Rewrite the stretch of the RS11 installation text from "With the calibration" through "of the entry).", swapping "reboot" for "power cycle".

[[ Document passage, beginning ]]

With the calibration data entered into the
configuration
utility, it was time to download it to the RS11. I had some trouble
here: the
RS11 refused to accept the new settings. NoLand's head engineer
suggested that
a reboot or two (disconnect the NMEA 2000 cable to cut the power, then
reconnect) should fix the problem, and it did. Seconds later my
generator's temperature,
oil pressure, and output voltage popped up on the Maretron N2KView
screen (seen at the top of the entry).
As you can see, my calibration was pretty good, as the displayed values closely track the analog gauges:
Final mounting of the RS11 interface was easy due to its small size (3" x 3.75") and light weight; I simply mounted it to the back of the breaker cabinet and cinched down the cables:
With a little patient calibration, the RS11 is easy to install and works as promised, though I did have a couple of issues. First, on at least one occasion the RS11 seemed to lose its sensing capabilities. After I left the engine shut off for a few days (but the NMEA 2000 network, and thus the RS11, still powered up), when I restarted the engine the unit sent no engine data. Rebooting the RS11 cleared up the problem but it's something I'll be keeping an eye on.

[[ Document passage, end ]]
[[ Supplied material, beginning ]]

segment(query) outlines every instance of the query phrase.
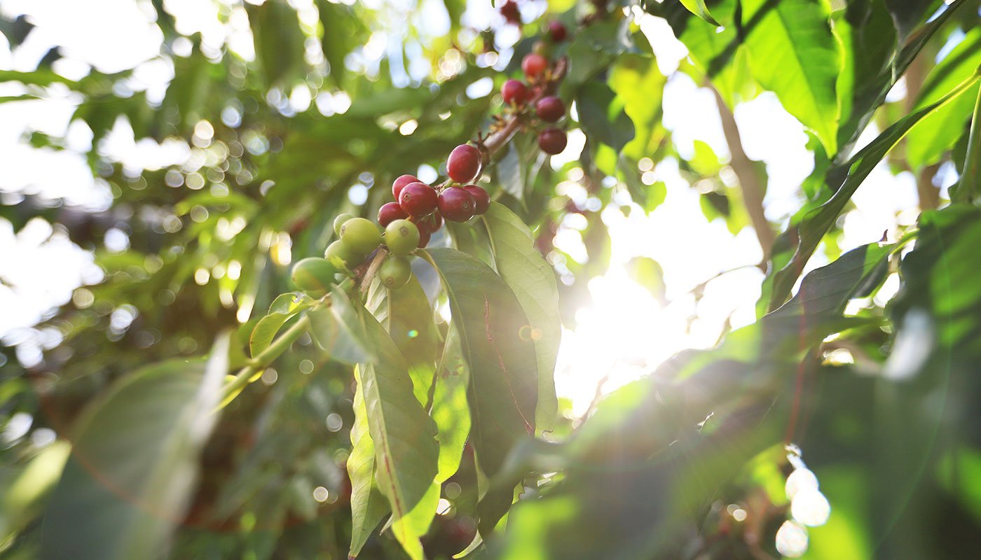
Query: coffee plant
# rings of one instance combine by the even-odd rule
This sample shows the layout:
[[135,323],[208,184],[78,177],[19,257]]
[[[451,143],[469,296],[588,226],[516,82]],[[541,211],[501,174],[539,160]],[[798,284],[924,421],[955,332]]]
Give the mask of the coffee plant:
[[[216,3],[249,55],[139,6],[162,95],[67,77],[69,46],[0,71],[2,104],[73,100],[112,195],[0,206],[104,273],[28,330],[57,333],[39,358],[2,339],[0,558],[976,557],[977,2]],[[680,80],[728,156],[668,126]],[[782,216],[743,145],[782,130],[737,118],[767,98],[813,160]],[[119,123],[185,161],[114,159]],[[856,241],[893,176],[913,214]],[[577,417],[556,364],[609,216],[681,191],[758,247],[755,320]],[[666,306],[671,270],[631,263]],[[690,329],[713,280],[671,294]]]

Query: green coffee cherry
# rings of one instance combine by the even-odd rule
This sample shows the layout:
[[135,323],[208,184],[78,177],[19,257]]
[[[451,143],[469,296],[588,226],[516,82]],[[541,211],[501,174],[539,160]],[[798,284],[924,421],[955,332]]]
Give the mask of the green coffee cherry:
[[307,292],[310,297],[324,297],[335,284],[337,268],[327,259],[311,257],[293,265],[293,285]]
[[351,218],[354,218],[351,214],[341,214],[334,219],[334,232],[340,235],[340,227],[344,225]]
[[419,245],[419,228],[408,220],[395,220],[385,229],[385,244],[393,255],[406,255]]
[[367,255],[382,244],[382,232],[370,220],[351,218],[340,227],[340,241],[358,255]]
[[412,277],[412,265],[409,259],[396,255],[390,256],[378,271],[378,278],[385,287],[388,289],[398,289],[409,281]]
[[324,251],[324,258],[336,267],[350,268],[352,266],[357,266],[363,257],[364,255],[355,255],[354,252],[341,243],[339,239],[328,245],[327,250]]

[[ Supplied material, end ]]
[[ Supplied material, beginning ]]

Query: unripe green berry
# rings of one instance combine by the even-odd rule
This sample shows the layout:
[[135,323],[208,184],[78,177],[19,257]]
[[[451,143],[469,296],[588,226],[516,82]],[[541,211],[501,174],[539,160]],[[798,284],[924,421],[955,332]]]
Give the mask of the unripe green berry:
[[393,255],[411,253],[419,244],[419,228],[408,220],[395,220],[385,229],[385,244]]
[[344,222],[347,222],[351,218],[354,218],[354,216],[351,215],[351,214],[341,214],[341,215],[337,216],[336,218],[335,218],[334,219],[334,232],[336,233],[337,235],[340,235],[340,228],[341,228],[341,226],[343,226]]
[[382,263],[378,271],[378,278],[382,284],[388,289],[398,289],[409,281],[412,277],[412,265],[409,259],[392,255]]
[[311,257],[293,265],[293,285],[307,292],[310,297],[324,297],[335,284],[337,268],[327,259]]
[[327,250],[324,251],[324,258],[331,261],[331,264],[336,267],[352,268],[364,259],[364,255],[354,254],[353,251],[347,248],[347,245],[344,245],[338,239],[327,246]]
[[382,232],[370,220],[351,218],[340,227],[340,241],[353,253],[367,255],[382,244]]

[[ Supplied material, end ]]

**Result:**
With the calibration data entered into the
configuration
utility, it was time to download it to the RS11. I had some trouble
here: the
RS11 refused to accept the new settings. NoLand's head engineer
suggested that
a power cycle or two (disconnect the NMEA 2000 cable to cut the power, then
reconnect) should fix the problem, and it did. Seconds later my
generator's temperature,
oil pressure, and output voltage popped up on the Maretron N2KView
screen (seen at the top of the entry).